» **WORK REQUIRED**
Return every line of the data below unchanged, keeping the same order, spacing, and line breaks.

● ● ● ● ● ● ●

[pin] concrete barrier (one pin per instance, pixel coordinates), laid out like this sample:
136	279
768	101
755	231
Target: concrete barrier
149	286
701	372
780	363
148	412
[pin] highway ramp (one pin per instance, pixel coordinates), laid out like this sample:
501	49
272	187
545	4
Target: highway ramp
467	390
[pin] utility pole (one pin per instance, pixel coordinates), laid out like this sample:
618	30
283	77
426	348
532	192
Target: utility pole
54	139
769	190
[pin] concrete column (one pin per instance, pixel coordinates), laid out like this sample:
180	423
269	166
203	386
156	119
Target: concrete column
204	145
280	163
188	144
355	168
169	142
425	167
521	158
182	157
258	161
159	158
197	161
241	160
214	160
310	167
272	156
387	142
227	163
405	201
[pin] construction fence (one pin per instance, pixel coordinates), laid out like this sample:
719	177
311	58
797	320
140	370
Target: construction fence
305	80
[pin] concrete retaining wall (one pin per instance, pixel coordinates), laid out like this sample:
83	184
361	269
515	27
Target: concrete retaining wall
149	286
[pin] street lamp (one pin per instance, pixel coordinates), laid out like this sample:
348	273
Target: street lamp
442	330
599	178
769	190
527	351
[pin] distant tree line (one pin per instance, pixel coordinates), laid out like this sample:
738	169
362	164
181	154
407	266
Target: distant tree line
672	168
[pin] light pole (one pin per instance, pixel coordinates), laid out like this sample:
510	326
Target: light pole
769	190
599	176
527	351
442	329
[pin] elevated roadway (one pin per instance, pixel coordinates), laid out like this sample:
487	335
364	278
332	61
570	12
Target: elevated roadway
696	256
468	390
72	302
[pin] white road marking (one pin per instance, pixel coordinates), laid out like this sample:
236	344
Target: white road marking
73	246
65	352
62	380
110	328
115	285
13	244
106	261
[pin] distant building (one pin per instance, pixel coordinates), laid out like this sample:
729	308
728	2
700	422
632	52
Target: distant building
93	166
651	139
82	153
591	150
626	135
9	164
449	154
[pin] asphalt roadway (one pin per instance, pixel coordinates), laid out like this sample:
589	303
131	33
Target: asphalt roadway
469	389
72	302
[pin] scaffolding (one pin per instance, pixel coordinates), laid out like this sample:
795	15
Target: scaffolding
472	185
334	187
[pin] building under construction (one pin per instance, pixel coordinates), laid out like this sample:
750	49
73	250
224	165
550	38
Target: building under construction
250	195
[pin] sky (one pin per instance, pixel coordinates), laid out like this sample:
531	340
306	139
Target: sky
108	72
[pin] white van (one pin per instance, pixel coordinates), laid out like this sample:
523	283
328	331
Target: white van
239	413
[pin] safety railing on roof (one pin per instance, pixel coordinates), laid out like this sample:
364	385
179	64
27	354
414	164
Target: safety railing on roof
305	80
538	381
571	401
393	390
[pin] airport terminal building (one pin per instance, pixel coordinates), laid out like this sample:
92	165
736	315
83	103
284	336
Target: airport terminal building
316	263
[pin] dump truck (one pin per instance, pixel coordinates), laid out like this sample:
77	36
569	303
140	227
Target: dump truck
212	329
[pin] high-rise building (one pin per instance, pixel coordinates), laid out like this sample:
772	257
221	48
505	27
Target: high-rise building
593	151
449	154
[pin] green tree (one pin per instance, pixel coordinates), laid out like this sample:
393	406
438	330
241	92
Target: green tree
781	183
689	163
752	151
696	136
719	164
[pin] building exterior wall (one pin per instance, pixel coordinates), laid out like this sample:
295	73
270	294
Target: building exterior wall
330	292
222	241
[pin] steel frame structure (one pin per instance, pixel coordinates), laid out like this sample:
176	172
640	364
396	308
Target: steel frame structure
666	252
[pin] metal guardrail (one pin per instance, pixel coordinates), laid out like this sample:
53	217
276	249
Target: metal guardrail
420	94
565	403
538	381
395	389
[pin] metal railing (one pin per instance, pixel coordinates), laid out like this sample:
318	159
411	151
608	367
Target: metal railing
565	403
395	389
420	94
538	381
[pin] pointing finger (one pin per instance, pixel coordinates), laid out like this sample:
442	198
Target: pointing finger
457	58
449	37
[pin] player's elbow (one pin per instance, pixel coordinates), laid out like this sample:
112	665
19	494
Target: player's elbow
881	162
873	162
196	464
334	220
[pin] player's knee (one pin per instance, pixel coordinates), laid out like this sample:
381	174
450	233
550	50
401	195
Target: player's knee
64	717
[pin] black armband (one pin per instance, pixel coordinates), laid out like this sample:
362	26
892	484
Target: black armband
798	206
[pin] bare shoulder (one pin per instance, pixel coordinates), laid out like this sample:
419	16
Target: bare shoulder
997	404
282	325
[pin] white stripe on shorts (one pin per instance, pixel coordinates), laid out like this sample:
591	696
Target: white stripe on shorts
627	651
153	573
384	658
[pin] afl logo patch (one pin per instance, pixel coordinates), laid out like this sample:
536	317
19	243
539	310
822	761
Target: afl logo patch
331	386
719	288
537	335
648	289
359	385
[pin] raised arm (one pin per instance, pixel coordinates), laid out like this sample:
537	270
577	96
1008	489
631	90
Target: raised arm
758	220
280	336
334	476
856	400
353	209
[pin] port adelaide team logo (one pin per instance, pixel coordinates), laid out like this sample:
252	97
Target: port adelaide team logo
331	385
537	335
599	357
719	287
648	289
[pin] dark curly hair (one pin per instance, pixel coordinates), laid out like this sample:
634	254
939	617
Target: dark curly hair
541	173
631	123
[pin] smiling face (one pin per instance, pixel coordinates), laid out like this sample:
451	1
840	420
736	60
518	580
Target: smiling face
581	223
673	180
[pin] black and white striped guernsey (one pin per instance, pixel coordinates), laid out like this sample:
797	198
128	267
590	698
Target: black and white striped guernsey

● ● ● ● ● ● ●

» **OUTPUT FOR THIS TASK**
[pin] concrete barrier (one pin per instance, pixel coordinates), laid out like this sample:
136	279
768	101
755	231
Target: concrete barrier
149	286
701	372
780	363
148	412
[pin] highway ramp (one pin per instance, pixel coordinates), laid out like this sample:
501	49
272	187
545	4
Target: highway ramp
467	390
[pin] utility pole (one pin per instance, pixel coordinates), laid out like this sample:
618	30
283	77
426	348
532	192
Target: utility pole
54	139
769	190
[pin] concrete column (one pin per instance, pixel coordinates), laid out like this sample:
180	423
269	166
203	386
156	119
Target: concrete column
204	145
280	163
188	144
355	168
169	142
425	167
521	158
182	157
258	161
159	158
197	161
241	160
214	160
310	167
272	156
387	142
227	163
405	201
[pin] construction fence (one pin per instance, pixel coordinates), laid out like this sample:
719	177
311	58
797	320
140	370
Target: construction fence
305	80
[pin] concrete retaining wall (one pin per instance, pixel coordinates), laid out like this sample:
83	184
361	269
515	27
Target: concrete retaining wall
149	286
[pin] street lamp (one pin per instance, pixel coordinates), laid out like this sample:
348	273
Target: street lamp
442	330
599	178
769	190
527	351
[pin] distant tree line (one pin per instance, pixel coordinates), laid out like this sample:
738	169
362	164
181	154
407	266
Target: distant tree line
672	168
[pin] light pole (one pin per instance, pixel coordinates), laid out like this sample:
510	326
Target: light pole
769	190
599	176
527	351
442	329
[pin] elevated roadway (one pin per instance, pixel coordinates), laid out like this sample:
487	335
364	278
332	61
570	12
Target: elevated roadway
696	256
468	390
72	302
[pin] white road marking (one pin per instance, pixel coordinates), laid out like this sample:
236	344
Target: white road marking
73	246
65	352
62	380
110	328
115	285
13	244
106	261
[pin] distant building (one pin per instance, pixel coordinates), laid out like this sample:
729	308
728	2
700	422
632	52
Target: distant building
93	166
651	139
82	153
591	150
626	135
9	164
449	154
[pin] asphalt roadway (one pin per instance, pixel coordinates), laid out like this sample:
589	303
131	33
Target: asphalt roadway
469	389
72	302
[pin] scaffolding (one pin per instance, pixel coordinates), laid out like this sample:
795	15
Target: scaffolding
472	185
334	187
[pin] building under construction (one pin per instance, pixel coordinates), laid out like this sample:
750	49
73	250
224	165
550	38
Target: building under construction
250	195
[pin] sky (one pin per instance, pixel coordinates), laid out like this sample:
531	340
306	139
Target: sky
108	72
[pin] white van (one pin per instance, pixel coordinates), laid out like this sample:
523	283
328	331
Target: white van
239	413
[pin] safety railing on roof (one pin per instance, pixel coordinates), laid out like this sample:
364	385
179	64
27	354
414	164
Target: safety railing on roof
305	80
538	381
571	401
393	390
[pin] airport terminal building (one pin per instance, pixel coordinates), laid out like this sample:
92	165
736	315
83	103
284	336
Target: airport terminal building
316	263
[pin] dump truck (one pin per instance, pixel coordinates), laid out like this sample:
77	36
569	303
140	227
Target: dump truck
212	329
[pin] high-rise building (one pin per instance, pixel coordinates), laid out like this sample:
772	257
221	48
505	27
Target: high-rise building
593	151
449	154
[pin] green tree (one pin per instance, pixel coordinates), laid out like this sample:
393	406
438	330
241	92
Target: green tree
781	183
689	163
752	151
696	136
719	164
[pin] building exterior wall (one pin per instance, pixel coordinates), laid out like this sample:
295	73
270	294
Target: building exterior wall
330	292
222	241
[pin] steel frame structure (one pin per instance, pixel coordinates), laid out like this sample:
176	172
640	364
396	308
Target: steel frame structure
666	252
[pin] metal guardrail (one pin per instance, pixel coordinates), laid out like this sample:
53	217
276	249
Target: metal guardrail
420	94
565	403
538	381
395	389
[pin] metal railing (one pin per instance, pixel coordinates), laid out like this sample:
318	159
411	151
608	367
Target: metal railing
565	403
395	389
420	94
538	381
[pin] pointing finger (one pin per instance, pixel coordinates), laid out like this sample:
442	198
Target: pointing finger
457	58
449	37
[pin] player's elbow (one pin per instance, pixel coordinates), laid out like this sample:
112	665
19	494
Target: player's elbow
881	162
873	162
196	464
334	220
[pin] player's knee (one pin per instance, pixel coordinates), laid out like this sample:
381	174
450	233
550	50
401	195
Target: player's knee
64	717
[pin] black armband (one pin per instance, pixel coordinates), laid out like this sample:
362	26
892	484
Target: black armband
798	206
[pin] bare shoulder (one pin per instance, pixel coordinates), laid out like this sample:
419	16
Target: bare shoulder
997	404
282	325
[pin] white stripe on shorts (one pin per instance, pixel coordinates), laid out like this sample:
591	696
Target: white stripe on shorts
627	651
153	573
384	658
[pin] afl logo patch (one pin per instance, pixel coordinates), laid out like this sample:
536	317
19	243
539	310
822	761
Target: afl logo patch
331	386
719	288
537	335
648	289
359	385
[pin] raised arm (one pin per instance, pixel coordinates), laid out like this sample:
537	270
577	96
1008	489
631	90
Target: raised arm
758	220
280	336
334	476
856	400
353	209
[pin] port adelaide team logo (one pin per instance, pixel coordinates), laid out like this sample:
252	97
Target: port adelaide team logo
331	385
537	335
599	357
719	287
648	289
[pin] dark curly hair (one pin per instance, pixel coordinates), laid out like this sample:
634	254
939	617
Target: dark curly hair
541	173
631	123
[pin] smiling face (one pin per instance, pixel coordinates), laid out like this sample:
451	1
840	420
736	60
518	580
Target: smiling face
581	223
673	180
[pin] black and white striped guernsey (one pin per instance, pixel coordinates), laid out like this sample:
797	198
128	267
590	698
Target: black and white striped guernsey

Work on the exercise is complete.